*CHALLENGE:*
Copy every one of the rows below word for word, keeping each line as it is.

*EXCERPTED RECORDS:*
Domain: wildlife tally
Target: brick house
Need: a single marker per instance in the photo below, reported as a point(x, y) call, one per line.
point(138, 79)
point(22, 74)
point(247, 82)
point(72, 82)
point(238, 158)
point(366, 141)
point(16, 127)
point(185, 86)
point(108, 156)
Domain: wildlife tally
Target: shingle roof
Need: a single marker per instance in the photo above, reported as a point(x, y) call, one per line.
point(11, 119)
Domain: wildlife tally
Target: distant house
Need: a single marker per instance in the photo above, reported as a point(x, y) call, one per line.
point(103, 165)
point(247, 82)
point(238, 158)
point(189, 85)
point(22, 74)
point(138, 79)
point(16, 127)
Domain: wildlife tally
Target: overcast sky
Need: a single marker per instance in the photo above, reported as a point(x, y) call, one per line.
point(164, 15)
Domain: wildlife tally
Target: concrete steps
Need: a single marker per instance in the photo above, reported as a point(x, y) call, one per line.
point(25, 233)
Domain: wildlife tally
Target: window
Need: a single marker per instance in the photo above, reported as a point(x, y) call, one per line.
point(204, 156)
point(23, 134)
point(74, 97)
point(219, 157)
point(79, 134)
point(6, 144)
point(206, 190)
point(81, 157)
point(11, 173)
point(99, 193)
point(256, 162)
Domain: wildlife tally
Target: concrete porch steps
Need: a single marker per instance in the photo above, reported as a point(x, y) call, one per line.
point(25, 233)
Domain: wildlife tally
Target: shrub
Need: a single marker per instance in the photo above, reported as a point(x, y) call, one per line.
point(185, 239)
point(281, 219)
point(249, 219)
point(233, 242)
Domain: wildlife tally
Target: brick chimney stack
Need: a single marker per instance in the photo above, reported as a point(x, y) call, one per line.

*TASK ANSWER:*
Domain: wildlife tally
Target: brick house
Need: a single marker per instance in the photo below, reported as a point(x, y) call, one per line.
point(138, 79)
point(22, 74)
point(247, 82)
point(72, 82)
point(238, 158)
point(366, 141)
point(16, 127)
point(185, 86)
point(108, 156)
Domain: wildlife tally
Target: shingle roof
Need: a single marker per instance in the photo above, reported as a point(x, y) call, one per line.
point(11, 119)
Domain: wildlife tally
Target: distant house
Need: a single marker per instance in the photo above, reported as a point(x, y) call, one per line.
point(103, 165)
point(247, 82)
point(238, 158)
point(189, 85)
point(22, 74)
point(138, 79)
point(16, 127)
Domain: wildlife tally
Target: overcast sky
Need: a single marker per instance in the photo above, reported as a point(x, y) call, one per line.
point(164, 15)
Domain: wildlife tally
Target: concrete steps
Need: a single marker per instance in the photo above, reported as a point(x, y) call, one per line.
point(25, 233)
Domain: wildlife tally
Target: window
Need: a single marker per instance in the photo above, reported as a point(x, y) call, one per line.
point(204, 156)
point(23, 134)
point(74, 97)
point(219, 157)
point(79, 134)
point(6, 144)
point(206, 190)
point(81, 157)
point(11, 173)
point(99, 193)
point(256, 162)
Domain: wildlife tally
Target: concrete porch steps
Need: a single marker per instance in the photo above, reported as a point(x, y) call, one per line.
point(25, 233)
Domain: wildlife tally
Target: shrub
Need: a single marker per instance in the photo above, reported as a point(x, y) call, one per line.
point(185, 239)
point(281, 219)
point(249, 219)
point(233, 242)
Domain: wildlife tally
Target: brick chimney stack
Need: a single marker per instance in the photo above, reported as a point(x, y) call, one per line.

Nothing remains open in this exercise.